### TO DO
Each line containing the string "striped" should be copied out of the entries.

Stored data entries

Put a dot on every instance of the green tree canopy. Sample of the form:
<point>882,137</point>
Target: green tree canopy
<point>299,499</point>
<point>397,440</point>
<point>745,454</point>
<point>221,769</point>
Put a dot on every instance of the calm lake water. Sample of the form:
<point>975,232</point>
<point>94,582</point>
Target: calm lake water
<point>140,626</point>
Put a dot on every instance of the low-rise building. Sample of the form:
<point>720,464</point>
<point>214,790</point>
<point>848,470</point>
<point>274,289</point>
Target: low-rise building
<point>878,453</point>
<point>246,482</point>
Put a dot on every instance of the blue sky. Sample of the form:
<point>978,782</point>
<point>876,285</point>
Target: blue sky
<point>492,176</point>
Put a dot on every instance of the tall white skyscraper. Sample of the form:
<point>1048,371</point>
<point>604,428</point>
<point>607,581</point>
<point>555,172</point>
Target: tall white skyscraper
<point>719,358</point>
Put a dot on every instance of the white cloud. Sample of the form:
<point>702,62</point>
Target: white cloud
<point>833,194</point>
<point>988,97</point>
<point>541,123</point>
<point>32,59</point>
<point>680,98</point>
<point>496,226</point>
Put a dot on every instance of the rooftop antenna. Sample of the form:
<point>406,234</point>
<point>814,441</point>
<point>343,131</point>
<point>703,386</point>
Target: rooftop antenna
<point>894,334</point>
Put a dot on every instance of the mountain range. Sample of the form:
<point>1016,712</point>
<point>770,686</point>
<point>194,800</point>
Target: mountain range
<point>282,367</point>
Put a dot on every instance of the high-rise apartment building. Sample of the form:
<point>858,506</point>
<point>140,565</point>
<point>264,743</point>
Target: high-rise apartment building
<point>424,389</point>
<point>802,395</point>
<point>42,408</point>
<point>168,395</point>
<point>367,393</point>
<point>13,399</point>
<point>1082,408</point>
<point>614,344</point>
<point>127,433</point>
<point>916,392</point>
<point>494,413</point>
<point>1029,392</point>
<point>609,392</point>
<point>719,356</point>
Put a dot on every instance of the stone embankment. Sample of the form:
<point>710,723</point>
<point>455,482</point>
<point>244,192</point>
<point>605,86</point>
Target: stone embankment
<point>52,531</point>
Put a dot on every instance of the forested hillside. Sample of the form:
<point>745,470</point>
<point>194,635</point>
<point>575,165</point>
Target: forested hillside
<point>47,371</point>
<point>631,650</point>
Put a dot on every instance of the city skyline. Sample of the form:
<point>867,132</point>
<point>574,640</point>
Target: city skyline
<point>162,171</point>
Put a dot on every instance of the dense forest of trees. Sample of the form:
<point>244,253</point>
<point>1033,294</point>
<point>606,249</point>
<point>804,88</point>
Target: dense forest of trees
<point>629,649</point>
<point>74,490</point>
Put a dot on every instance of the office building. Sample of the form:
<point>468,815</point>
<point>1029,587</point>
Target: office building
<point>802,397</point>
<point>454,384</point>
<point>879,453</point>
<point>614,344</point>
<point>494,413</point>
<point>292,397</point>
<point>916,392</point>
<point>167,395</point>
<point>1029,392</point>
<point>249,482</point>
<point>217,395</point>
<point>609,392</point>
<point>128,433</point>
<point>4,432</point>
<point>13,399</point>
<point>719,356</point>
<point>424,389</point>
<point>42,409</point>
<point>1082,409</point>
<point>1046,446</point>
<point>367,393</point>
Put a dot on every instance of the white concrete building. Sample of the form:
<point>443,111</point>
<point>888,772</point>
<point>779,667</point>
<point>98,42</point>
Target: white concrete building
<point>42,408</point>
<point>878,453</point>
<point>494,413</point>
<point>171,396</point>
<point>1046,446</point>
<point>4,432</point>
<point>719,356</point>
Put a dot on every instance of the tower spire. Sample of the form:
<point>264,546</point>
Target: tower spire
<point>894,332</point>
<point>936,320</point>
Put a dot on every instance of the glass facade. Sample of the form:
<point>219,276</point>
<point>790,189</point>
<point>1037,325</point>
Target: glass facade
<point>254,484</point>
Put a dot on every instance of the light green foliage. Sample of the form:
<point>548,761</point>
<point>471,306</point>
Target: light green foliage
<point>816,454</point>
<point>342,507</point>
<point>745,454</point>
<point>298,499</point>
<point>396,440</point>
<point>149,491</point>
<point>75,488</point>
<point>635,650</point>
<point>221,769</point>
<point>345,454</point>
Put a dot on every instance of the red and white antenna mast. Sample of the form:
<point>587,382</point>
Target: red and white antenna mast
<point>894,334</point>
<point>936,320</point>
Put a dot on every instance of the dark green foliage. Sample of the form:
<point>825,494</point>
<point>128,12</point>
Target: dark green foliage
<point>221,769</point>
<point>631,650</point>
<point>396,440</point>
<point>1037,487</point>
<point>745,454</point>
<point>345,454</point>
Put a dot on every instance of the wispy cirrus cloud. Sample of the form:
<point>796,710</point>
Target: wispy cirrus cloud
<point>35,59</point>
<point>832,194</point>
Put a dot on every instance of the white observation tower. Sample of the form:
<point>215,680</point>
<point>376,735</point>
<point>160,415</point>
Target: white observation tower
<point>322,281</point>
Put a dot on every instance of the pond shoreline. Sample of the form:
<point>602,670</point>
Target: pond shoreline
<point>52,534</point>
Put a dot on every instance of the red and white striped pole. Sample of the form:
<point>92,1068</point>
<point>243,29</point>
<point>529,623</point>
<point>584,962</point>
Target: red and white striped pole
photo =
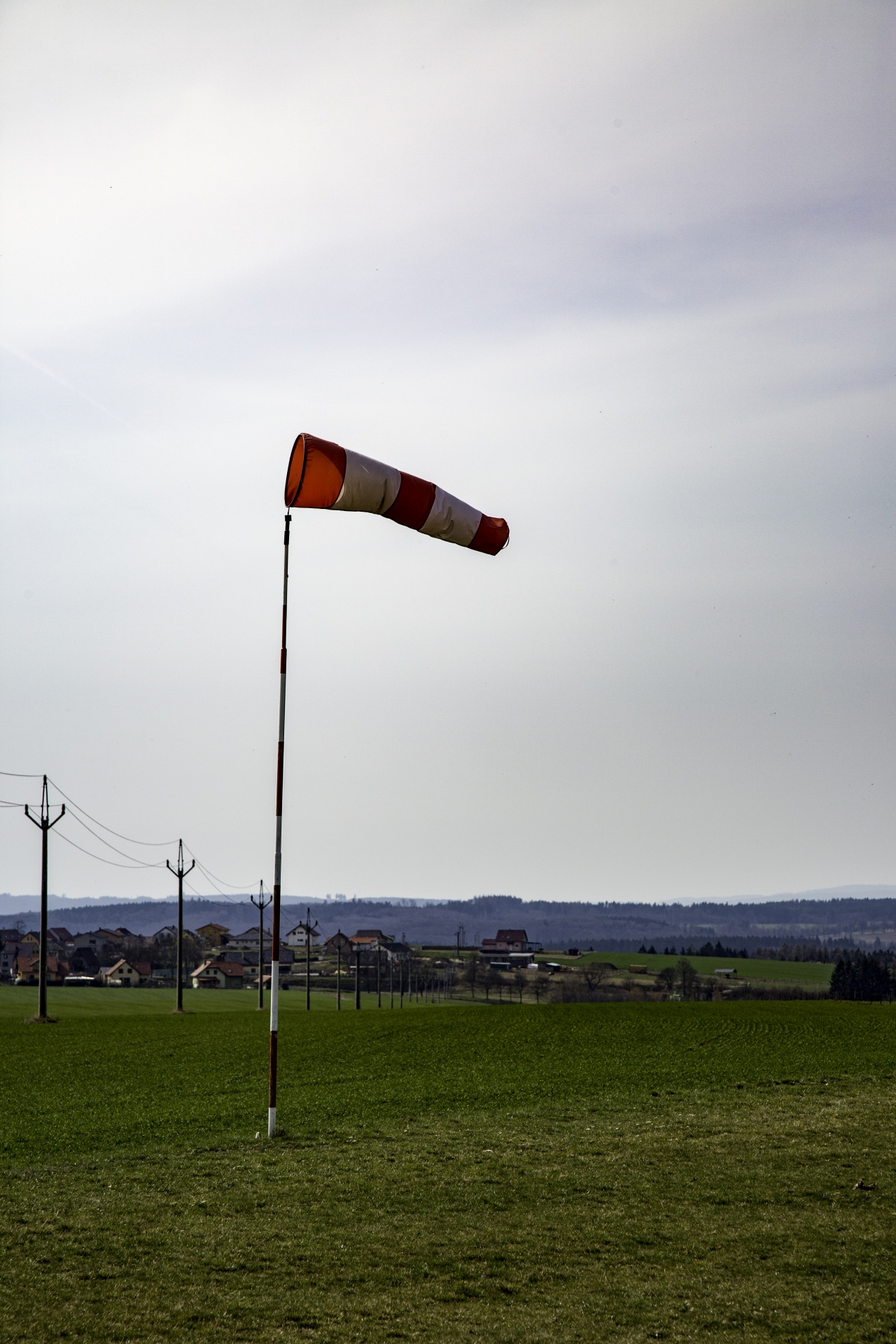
<point>274,951</point>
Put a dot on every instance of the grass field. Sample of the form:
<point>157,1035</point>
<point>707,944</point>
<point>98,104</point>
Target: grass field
<point>814,974</point>
<point>566,1172</point>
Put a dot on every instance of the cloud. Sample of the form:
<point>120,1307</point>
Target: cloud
<point>618,272</point>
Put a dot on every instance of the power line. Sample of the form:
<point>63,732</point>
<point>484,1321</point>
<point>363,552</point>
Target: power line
<point>133,862</point>
<point>111,862</point>
<point>237,886</point>
<point>152,844</point>
<point>109,846</point>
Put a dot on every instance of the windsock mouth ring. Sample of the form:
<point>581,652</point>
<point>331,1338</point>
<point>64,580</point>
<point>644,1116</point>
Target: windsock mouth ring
<point>295,472</point>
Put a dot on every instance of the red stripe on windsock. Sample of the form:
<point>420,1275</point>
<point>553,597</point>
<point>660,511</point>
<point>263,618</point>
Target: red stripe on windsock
<point>492,536</point>
<point>316,473</point>
<point>413,503</point>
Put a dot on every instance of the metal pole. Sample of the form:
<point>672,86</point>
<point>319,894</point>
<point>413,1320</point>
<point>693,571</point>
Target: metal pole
<point>45,825</point>
<point>274,946</point>
<point>261,905</point>
<point>181,874</point>
<point>308,960</point>
<point>261,949</point>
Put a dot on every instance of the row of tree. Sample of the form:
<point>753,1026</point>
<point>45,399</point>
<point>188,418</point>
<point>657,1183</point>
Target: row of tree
<point>864,974</point>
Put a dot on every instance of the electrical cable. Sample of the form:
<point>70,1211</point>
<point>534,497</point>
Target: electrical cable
<point>237,886</point>
<point>111,862</point>
<point>109,846</point>
<point>242,888</point>
<point>150,844</point>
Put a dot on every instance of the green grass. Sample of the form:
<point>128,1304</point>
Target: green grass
<point>808,974</point>
<point>538,1174</point>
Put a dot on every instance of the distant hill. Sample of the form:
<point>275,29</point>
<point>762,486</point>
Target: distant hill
<point>859,914</point>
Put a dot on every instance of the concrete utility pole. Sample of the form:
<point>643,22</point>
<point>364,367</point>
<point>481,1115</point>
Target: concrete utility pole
<point>279,859</point>
<point>181,873</point>
<point>262,905</point>
<point>45,827</point>
<point>339,972</point>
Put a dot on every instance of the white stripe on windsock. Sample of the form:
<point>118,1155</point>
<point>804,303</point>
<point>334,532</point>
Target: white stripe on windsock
<point>451,521</point>
<point>370,487</point>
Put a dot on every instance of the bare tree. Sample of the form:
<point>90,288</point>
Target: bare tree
<point>687,976</point>
<point>594,974</point>
<point>666,979</point>
<point>470,974</point>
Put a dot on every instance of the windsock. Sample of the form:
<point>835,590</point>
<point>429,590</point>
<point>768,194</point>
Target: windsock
<point>323,475</point>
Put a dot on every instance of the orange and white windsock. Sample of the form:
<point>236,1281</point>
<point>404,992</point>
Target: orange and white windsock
<point>323,475</point>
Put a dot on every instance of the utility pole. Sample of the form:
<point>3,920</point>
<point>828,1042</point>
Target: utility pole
<point>279,859</point>
<point>339,974</point>
<point>262,905</point>
<point>181,873</point>
<point>45,825</point>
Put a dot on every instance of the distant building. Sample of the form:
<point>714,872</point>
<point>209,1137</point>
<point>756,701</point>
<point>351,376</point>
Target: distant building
<point>218,974</point>
<point>370,940</point>
<point>510,940</point>
<point>383,939</point>
<point>127,974</point>
<point>298,939</point>
<point>248,940</point>
<point>216,934</point>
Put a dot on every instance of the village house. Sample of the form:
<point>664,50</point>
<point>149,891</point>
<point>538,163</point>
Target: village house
<point>244,941</point>
<point>214,934</point>
<point>510,940</point>
<point>125,974</point>
<point>337,942</point>
<point>296,937</point>
<point>218,974</point>
<point>371,940</point>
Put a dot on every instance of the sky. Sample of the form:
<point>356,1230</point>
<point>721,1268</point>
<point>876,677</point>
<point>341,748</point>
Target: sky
<point>618,272</point>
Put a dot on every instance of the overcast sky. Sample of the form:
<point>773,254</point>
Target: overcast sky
<point>620,272</point>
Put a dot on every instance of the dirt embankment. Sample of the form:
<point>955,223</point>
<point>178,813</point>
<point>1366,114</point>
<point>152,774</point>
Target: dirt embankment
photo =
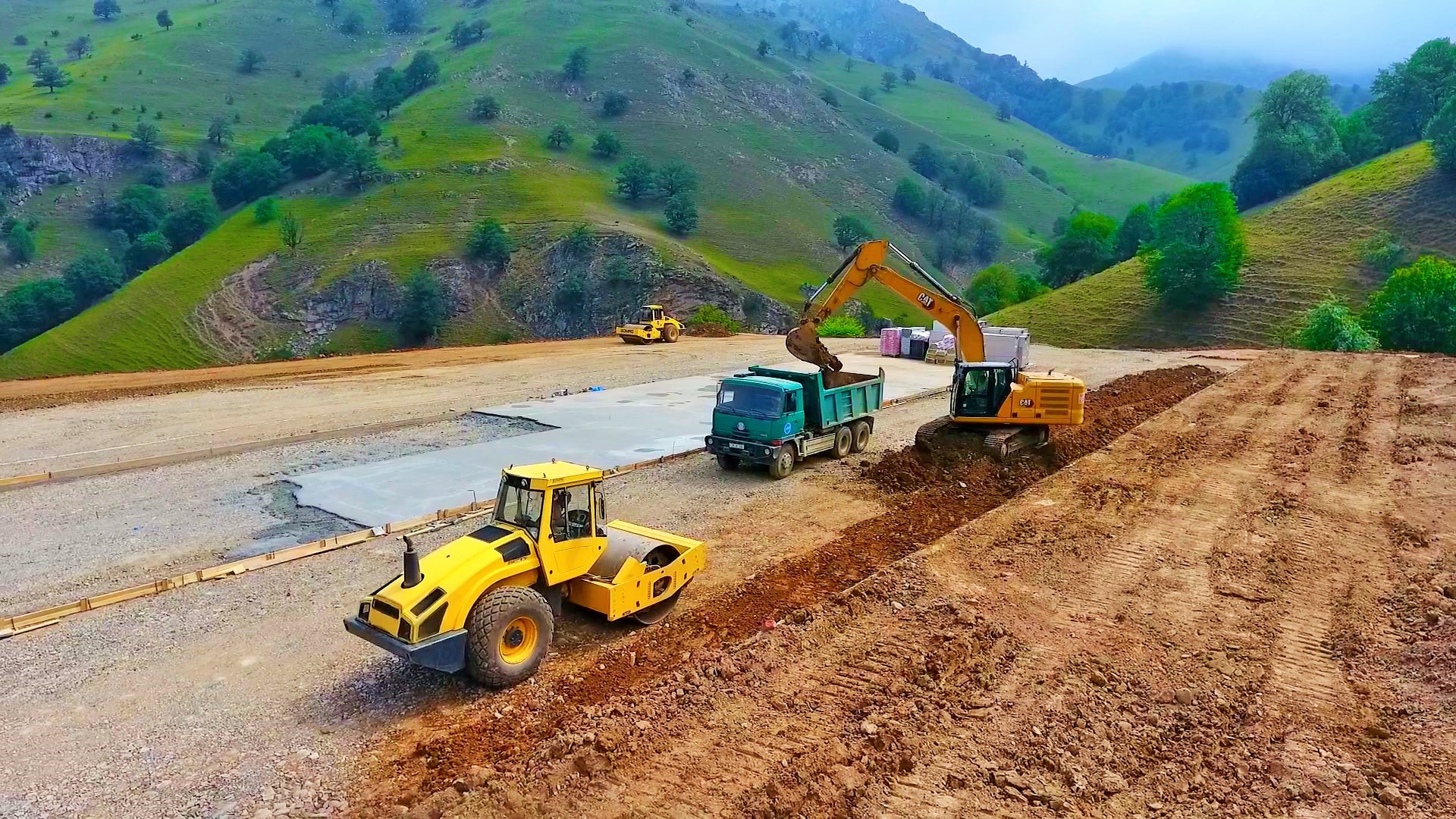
<point>930,496</point>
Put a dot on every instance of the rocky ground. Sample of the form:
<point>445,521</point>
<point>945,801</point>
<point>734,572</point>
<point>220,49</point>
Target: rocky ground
<point>1242,607</point>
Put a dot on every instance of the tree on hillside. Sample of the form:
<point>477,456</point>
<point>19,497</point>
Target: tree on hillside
<point>147,251</point>
<point>20,243</point>
<point>1136,229</point>
<point>927,161</point>
<point>1197,246</point>
<point>402,17</point>
<point>560,137</point>
<point>1329,325</point>
<point>136,210</point>
<point>52,76</point>
<point>485,108</point>
<point>1296,142</point>
<point>391,89</point>
<point>251,61</point>
<point>680,215</point>
<point>290,231</point>
<point>422,72</point>
<point>488,242</point>
<point>92,276</point>
<point>1442,131</point>
<point>146,139</point>
<point>676,178</point>
<point>849,232</point>
<point>463,34</point>
<point>576,67</point>
<point>1085,248</point>
<point>1416,308</point>
<point>1408,93</point>
<point>425,309</point>
<point>191,219</point>
<point>635,178</point>
<point>615,104</point>
<point>34,308</point>
<point>220,130</point>
<point>909,197</point>
<point>79,47</point>
<point>607,145</point>
<point>246,177</point>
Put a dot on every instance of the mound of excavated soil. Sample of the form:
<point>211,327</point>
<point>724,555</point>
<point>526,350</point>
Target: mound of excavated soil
<point>928,497</point>
<point>711,331</point>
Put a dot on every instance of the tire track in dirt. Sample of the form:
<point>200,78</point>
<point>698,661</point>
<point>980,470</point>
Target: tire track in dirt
<point>443,751</point>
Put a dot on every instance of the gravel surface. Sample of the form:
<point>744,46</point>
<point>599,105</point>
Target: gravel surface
<point>112,531</point>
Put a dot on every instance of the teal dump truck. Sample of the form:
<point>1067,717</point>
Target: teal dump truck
<point>781,417</point>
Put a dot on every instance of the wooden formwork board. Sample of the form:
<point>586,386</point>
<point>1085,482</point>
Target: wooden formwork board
<point>41,618</point>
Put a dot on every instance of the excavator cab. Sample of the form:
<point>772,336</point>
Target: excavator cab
<point>982,388</point>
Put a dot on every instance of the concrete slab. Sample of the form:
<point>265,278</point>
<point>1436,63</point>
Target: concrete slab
<point>603,428</point>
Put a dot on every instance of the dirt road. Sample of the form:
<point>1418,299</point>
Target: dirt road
<point>1244,607</point>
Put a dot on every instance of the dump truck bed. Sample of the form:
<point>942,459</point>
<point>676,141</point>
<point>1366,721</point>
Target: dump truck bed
<point>845,398</point>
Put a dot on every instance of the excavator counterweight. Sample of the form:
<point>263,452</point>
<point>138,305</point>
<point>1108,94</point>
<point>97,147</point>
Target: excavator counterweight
<point>998,404</point>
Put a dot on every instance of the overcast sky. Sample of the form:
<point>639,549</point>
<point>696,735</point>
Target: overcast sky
<point>1076,39</point>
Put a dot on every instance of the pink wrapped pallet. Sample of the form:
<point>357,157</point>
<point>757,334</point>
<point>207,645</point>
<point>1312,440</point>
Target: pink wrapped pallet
<point>890,341</point>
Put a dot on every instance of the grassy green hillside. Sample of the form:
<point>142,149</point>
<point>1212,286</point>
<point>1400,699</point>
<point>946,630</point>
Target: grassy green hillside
<point>1301,249</point>
<point>777,164</point>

### TASK OUTPUT
Put a dot on every instance of the red and white striped pole. Sample of the form:
Target: red and white striped pole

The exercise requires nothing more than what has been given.